__TASK GOAL__.
In the passage on experiment design strategies, transcribe word for word the part from "When implementing multiple" to "experiments to happen.".

__SOURCE PASSAGE__.
========================
Notice that news_and_video won't receive new_ads implicitly. This is very important to create complex scenarios, and the above example is a simplification of real use cases that happened in Yahoo Search products before. This is a code sharing pattern intended for developers, it was a consequence of multivariate test requirements that had this complex graph as outcome.

Comparison to other strategies and designs

Note: This was a bullet list compiled from a series of Q&A sessions internally held at Yahoo. This section is here for historical purposes and will be removed once this design is revised to convey the current architecture in Mendel

  • conditional in the code

    • would deliver more code to the client
    • even conditionals with async loaders would have some more code (including the loader) and then add more requests for scripts/css async. with 20 layers, 20 small files/requests would be required
    • unmanageable in the long run
    • not immediately disposable
    • scary to open 1 file with dozens of conditionals because of buckets
    • conditional precedence is not predictable and consistent across files, with file system tree merge, it is impossible to have any ambiguity, since even with bucket inheritance, there is no way a developer will be able to change precedence arbitrarily in different files
  • conditional removal (Esprima or other Javascript parsers and transformations)

    • same drawbacks as above maintainability wise, but would achieve "no payload overhead"
    • harder build system to implement
    • build times increase
    • it is not easily disposable (unless the same parser/exclusion is used for disposal, but this would increase even more how hard it is to implement)
    • not easy to analyze differences, since searching the codebase with grep and similar tools is harder with conditionals
    • lead to implicit precedence per file, where declarative merge/inheritance is consistent (example of if block, some statements execution, followed by another if block)
    • might be overridden "if(foo) feature2 = true"
  • branches for each experiment

    • get outdated for every single commit on master while duplicating files on folders only potentially get outdated for the handful of forked files
      • which means the cost is not paid upfront, but also maintained over time
    • can’t be used for server-side, only for client-side (or isomorphic) and code that is required per-request on the server
    • can diff branches but it’s not easy to grep the codebase and see that a given function is also used on an experiment, among other analysis problems
    • regular branches would need to be disambiguated with experiment branches, confusion, naming convention, dirty codebase
    • inheritance problems
      • cannot have multiple inheritance by declarative configuration, only direct inheritance
      • if parent branch is rebased, child branch is still outdated or will incur extra development time to update

Multivariate and Multi Layer Testing

When implementing multiple experiments, the most simple and naive approach would be: all tests are mutually exclusive, meaning, a user can only be part of one experiment at a time (or no experiment at all). A more complex approach is to allow permutations of experiments to happen.

Multivariate

Multivariate testing is a technique for testing a hypothesis in which multiple variables are modified. The goal of multivariate testing is to determine which combination of variations performs the best out of all of the possible combinations.
========================
__AVAILABLE DATA__.
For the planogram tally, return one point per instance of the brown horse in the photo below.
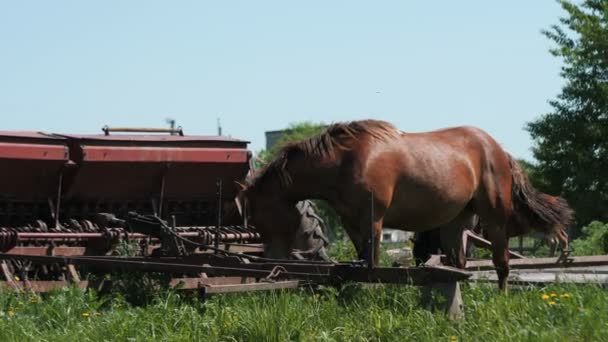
(418, 180)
========================
__ANSWER IN FULL__.
When implementing multiple experiments, the most simple and naive approach would be: all tests are mutually exclusive, meaning, a user can only be part of one experiment at a time (or no experiment at all). A more complex approach is to allow permutations of experiments to happen.